SET OF TASKS -
• 1. In the personal essay about becoming a runner, how far did the writer run on the first day of trying the ChiRunning method?
• 2. Continue the personal essay about becoming a runner, picking up after its final sentence.

SELECTED EXCERPT -
§ §

I’m a runner.
Not because I’m fast. Not because I run marathons. Not because I’m even that good at it.
I started running in response to a bad break up in early 2004. I have always been fairly athletic, but never thought I could run – for one, I had no lung capacity. I was a smoker at the time and barely exercised, but more so, I just always believed I just wasn’t good at it. After I broke up with my boyfriend, I responded to a stressful situation like I never had before – I started exercising. Then, one day, I tried running. I started seeking out resources on how to do it better and found an article in the paper about ChiRunning. The method made sense to me and the next day I tried it out. To my surprise, I ran 2 miles that day. Two whole miles for someone who dreaded the days during volleyball camp where we’d have to go out for runs in the afternoon and who, ultimately, gave up on volleyball because due to being so out of shape and fat to have the confidence to go out for varsity.
But that day, something just clicked. That was it. I was hooked. I was dealing with depression at the time. Combined with therapy, running really helped pull me out of that dark time in my life.

§ §

AVAILABLE DATA -
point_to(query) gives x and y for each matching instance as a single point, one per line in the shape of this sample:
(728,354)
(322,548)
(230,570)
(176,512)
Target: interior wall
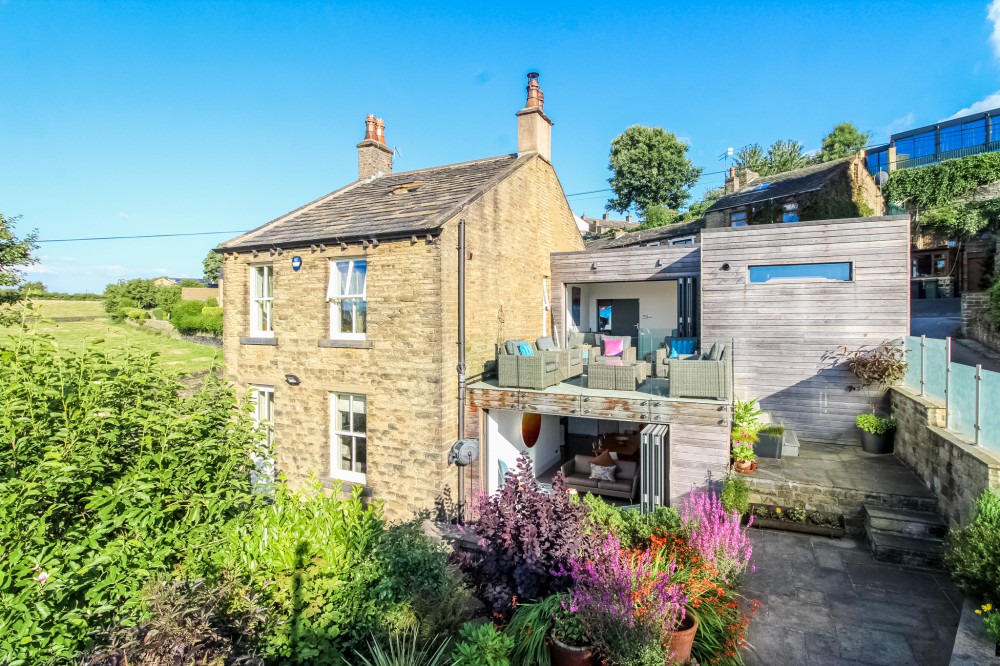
(657,302)
(503,436)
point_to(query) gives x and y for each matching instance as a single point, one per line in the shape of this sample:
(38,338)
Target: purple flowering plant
(717,534)
(625,601)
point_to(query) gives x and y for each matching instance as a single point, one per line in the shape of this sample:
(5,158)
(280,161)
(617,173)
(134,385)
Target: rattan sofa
(702,378)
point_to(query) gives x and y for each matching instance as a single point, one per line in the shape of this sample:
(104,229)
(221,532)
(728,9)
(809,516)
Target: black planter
(873,443)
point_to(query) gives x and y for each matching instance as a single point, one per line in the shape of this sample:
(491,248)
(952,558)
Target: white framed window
(348,436)
(263,415)
(348,301)
(261,300)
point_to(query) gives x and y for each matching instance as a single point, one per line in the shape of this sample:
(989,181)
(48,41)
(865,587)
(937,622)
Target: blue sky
(138,118)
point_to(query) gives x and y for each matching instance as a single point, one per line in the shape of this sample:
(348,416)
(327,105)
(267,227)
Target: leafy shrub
(736,494)
(425,593)
(110,473)
(406,651)
(875,425)
(632,528)
(527,533)
(136,314)
(189,623)
(973,552)
(482,645)
(308,559)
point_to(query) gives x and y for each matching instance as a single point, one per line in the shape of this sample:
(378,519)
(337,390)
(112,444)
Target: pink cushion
(613,347)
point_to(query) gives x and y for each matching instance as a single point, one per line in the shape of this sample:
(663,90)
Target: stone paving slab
(827,602)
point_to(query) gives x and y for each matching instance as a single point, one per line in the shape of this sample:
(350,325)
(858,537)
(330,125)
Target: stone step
(906,522)
(909,550)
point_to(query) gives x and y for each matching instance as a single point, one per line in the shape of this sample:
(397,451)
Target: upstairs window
(349,433)
(261,300)
(832,272)
(347,296)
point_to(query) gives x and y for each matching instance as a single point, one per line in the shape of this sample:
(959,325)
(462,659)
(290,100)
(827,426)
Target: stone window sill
(346,344)
(259,341)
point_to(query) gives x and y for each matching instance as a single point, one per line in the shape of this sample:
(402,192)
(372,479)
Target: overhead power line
(198,233)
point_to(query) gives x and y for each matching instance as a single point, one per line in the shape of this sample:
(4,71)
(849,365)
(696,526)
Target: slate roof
(779,186)
(382,207)
(664,233)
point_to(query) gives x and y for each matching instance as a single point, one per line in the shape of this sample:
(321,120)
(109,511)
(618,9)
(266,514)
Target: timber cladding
(625,264)
(785,332)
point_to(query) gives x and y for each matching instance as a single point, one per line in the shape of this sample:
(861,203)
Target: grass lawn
(185,357)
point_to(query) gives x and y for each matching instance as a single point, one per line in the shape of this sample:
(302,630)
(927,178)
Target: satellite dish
(464,452)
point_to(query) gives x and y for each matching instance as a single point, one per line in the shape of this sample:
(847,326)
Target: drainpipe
(461,362)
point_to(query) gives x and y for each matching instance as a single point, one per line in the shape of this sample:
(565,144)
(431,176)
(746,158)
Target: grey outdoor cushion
(622,485)
(546,344)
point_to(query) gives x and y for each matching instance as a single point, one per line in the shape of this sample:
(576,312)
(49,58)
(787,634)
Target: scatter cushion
(602,473)
(604,460)
(546,344)
(613,347)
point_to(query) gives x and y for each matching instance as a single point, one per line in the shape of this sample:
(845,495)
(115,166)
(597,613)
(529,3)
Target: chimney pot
(534,129)
(374,157)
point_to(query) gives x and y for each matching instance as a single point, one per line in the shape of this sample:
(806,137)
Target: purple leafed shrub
(625,601)
(527,534)
(717,534)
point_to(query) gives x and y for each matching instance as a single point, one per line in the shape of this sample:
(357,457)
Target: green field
(185,357)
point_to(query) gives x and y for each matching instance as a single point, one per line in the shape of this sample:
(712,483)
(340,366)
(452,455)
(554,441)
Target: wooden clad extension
(626,264)
(787,331)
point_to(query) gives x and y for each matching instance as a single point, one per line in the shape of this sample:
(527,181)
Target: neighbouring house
(838,189)
(599,225)
(341,317)
(753,312)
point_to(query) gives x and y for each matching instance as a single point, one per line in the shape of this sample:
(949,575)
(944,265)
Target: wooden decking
(648,404)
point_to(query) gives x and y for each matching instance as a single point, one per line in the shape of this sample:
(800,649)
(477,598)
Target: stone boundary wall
(955,471)
(976,322)
(160,327)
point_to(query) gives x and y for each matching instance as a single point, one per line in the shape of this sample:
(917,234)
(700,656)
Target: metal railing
(971,395)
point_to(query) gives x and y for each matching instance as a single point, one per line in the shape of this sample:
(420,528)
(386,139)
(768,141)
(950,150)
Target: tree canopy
(213,266)
(15,253)
(650,168)
(843,140)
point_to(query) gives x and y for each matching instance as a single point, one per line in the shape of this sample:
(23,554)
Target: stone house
(831,190)
(341,316)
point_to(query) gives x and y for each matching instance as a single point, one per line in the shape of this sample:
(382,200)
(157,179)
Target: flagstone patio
(827,602)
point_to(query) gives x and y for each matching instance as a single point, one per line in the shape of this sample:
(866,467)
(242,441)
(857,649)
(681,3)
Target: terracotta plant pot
(683,639)
(567,655)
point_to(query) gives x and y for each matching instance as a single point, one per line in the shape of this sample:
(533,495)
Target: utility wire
(198,233)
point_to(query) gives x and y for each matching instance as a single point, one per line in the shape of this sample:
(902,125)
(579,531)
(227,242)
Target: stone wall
(956,472)
(406,365)
(977,323)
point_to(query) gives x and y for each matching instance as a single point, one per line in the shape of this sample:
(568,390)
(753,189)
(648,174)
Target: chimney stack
(534,129)
(374,157)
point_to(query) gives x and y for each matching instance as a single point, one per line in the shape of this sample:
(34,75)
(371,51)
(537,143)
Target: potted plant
(744,458)
(877,368)
(876,433)
(570,645)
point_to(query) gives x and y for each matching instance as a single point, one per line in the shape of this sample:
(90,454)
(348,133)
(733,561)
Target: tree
(784,156)
(650,168)
(213,266)
(751,158)
(14,253)
(843,140)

§ §

YOUR RESPONSES -
• 1. Two miles.

• 2.
Right after finishing my third half marathon, 2012
Running for me has little to do with personal bests – although I have a couple I am proud of. It’s not even about losing weight, even though it definitely helps me stay a somewhat healthy weight. For me, it’s the way I deal with stressful situations. It’s how I get away when I need a break. It’s the only time I really give myself pep talks and encouragement. It’s how I remind myself of how strong I am, despite my many (many) weaknesses. Like Shawn wrote about his writing, it makes me feel more like me.
These past weeks have been hard for me because I can count on one hand the number of runs I’ve gotten to do. I’m really most to blame for that. I haven’t prioritized it. If I go more than 2 or 3 days without some form of exercise, I start to get cranky. I start to get anxious. I start trying to control things that are out of my control.
I worry about having limited opportunities to run while we’re traveling. I’ve read about other runners who have struggled being in countries where it’s just not a viable option. I’m glad there’s the scientifically-proven 7-minute workout as a standby for when I need exercise and there’s not another option, but it’s unfortunately not the same for me. I need that mental break that running provides.
I know I’ll just have to adapt. I know I’ll find time to do it when I can, and other ways to remember to breathe when I can’t lace up my shoes and escape from the world. Somehow I’ll find a way to make it work. Because that’s what I do.